** RECORDS PROVIDED **

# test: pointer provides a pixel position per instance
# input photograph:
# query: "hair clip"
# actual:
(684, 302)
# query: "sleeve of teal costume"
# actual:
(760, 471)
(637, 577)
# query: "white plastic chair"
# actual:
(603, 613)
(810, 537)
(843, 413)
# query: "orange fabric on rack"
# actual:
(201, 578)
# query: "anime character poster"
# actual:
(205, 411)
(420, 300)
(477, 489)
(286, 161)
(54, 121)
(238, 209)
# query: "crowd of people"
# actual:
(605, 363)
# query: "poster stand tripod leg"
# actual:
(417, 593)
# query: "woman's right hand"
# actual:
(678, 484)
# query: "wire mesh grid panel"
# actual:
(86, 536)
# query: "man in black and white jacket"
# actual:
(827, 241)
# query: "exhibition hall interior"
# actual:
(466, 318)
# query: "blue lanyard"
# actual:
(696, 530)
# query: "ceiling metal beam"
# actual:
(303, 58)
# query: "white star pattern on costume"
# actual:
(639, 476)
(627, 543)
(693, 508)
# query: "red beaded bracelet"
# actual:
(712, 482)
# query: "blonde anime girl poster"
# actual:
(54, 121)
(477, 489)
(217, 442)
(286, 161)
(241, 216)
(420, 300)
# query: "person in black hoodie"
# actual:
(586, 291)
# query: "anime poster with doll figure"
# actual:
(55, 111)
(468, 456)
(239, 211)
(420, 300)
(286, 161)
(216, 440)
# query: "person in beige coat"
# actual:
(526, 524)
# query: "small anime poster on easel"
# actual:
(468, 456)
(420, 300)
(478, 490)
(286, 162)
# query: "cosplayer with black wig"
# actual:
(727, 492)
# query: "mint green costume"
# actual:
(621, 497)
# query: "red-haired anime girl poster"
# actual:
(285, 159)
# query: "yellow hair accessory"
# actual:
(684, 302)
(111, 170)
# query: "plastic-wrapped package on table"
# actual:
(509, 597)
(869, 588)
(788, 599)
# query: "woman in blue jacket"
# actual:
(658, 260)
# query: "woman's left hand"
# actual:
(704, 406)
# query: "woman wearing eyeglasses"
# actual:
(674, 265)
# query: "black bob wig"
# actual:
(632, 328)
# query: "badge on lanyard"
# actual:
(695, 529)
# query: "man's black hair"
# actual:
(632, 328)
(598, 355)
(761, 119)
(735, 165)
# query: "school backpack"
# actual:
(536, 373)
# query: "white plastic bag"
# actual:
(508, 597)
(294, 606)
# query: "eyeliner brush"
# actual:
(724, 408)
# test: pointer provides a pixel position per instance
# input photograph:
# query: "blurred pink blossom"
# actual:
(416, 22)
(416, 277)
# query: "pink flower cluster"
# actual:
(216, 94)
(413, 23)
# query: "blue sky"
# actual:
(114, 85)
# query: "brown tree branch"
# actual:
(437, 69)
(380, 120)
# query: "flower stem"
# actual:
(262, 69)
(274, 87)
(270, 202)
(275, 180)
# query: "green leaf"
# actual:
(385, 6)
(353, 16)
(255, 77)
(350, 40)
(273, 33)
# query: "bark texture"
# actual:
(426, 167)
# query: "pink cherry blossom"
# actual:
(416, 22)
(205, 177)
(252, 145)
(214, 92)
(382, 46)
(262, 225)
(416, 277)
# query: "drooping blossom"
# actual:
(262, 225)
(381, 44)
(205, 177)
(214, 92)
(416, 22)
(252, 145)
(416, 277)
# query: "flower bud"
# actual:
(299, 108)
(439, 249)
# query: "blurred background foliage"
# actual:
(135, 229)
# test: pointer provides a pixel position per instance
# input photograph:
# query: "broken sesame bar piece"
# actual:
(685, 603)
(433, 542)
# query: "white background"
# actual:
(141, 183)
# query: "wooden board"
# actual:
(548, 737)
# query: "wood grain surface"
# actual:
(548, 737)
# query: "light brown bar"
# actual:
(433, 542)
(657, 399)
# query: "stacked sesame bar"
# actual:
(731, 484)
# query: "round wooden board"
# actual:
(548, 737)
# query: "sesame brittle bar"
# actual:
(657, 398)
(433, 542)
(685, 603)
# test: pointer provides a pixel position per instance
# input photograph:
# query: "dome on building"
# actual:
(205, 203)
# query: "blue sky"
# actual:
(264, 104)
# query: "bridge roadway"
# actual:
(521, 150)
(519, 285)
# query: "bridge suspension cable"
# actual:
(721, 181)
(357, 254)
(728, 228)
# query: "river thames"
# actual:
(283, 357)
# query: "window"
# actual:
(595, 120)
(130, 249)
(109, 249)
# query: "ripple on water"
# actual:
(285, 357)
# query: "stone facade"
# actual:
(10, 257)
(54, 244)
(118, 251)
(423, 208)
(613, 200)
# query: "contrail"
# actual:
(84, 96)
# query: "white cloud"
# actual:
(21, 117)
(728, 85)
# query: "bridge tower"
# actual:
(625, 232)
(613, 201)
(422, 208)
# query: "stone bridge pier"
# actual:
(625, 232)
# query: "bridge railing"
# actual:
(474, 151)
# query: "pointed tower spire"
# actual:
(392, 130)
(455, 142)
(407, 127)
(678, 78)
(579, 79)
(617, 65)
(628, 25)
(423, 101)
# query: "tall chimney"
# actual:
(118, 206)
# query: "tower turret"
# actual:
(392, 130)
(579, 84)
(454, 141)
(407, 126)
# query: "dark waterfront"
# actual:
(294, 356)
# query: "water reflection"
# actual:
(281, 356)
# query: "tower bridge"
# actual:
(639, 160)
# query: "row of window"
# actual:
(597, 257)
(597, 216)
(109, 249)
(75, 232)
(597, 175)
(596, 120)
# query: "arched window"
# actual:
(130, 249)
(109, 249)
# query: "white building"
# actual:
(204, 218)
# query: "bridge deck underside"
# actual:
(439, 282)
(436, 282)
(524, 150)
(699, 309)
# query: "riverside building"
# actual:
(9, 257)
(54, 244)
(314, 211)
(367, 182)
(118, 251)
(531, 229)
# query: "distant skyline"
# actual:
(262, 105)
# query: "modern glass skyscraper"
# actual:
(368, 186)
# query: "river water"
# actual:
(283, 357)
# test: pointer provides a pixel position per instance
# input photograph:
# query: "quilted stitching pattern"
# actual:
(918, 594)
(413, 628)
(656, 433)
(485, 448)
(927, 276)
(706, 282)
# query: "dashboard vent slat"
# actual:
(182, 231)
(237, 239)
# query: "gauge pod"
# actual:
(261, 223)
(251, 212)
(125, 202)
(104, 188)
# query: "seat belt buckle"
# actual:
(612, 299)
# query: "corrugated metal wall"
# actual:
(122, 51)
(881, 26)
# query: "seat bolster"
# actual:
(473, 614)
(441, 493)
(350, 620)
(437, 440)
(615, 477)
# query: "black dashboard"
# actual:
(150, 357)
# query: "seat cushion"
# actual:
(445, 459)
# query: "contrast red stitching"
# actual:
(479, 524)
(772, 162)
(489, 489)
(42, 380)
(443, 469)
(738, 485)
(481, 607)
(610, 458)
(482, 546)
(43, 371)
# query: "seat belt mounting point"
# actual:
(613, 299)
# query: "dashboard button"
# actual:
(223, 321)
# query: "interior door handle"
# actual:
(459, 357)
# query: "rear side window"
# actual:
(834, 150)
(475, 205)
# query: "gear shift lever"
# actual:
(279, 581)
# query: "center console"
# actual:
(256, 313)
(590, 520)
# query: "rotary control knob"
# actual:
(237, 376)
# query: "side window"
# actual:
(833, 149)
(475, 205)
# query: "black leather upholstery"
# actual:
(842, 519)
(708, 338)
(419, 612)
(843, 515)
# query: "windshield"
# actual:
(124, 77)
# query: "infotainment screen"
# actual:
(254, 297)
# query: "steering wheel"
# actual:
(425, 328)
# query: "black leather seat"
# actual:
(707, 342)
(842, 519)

** THE TASK **
Extract every line of the records above that contains the string "blue". Matching is case-sensitive.

** SOLUTION TO THE EXERCISE **
# query: "blue lanyard"
# query: "woman in blue jacket"
# query: "blue sky"
# query: "blue sky"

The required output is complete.